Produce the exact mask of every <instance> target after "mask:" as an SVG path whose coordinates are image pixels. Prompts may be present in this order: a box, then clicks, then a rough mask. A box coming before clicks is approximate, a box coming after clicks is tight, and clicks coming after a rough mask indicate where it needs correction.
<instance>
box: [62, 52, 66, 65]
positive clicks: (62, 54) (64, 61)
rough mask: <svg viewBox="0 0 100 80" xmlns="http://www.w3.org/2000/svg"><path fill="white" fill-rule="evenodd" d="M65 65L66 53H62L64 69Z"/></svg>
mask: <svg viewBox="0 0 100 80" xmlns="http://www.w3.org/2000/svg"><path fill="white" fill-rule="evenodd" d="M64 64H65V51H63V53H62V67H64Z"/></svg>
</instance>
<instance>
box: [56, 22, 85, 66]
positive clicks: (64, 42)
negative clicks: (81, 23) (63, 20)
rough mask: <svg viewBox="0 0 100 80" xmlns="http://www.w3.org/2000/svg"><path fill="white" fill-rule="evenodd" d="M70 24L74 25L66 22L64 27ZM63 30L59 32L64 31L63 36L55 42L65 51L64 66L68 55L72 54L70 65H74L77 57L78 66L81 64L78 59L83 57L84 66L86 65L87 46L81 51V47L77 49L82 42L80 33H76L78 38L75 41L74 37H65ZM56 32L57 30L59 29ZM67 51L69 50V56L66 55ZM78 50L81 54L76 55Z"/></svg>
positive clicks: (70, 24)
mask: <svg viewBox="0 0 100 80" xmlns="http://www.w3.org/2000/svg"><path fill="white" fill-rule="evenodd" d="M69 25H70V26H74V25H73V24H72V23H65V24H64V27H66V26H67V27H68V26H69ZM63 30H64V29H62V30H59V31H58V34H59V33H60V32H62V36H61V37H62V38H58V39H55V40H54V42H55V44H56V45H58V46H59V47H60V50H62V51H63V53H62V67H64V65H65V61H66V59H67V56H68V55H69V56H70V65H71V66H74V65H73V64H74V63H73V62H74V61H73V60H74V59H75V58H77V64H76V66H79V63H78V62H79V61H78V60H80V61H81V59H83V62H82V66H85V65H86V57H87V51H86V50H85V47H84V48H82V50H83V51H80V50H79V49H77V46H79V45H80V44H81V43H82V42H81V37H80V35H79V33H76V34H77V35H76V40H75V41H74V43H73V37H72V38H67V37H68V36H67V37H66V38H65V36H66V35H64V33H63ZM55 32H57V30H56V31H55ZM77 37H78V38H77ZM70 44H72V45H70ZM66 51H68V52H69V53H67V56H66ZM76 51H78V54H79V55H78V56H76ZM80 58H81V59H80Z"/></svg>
**********
▶ [WHAT IS BEING ASKED]:
Rewrite the lines of the listing from the line with "</instance>" to the line with "negative clicks: (81, 23) (63, 20)", replacing "box" with "bbox" and leaving everything else unchanged. Output only those lines.

▶ [RESULT BELOW]:
</instance>
<instance>
bbox: [56, 22, 85, 66]
positive clicks: (64, 42)
negative clicks: (81, 23) (63, 20)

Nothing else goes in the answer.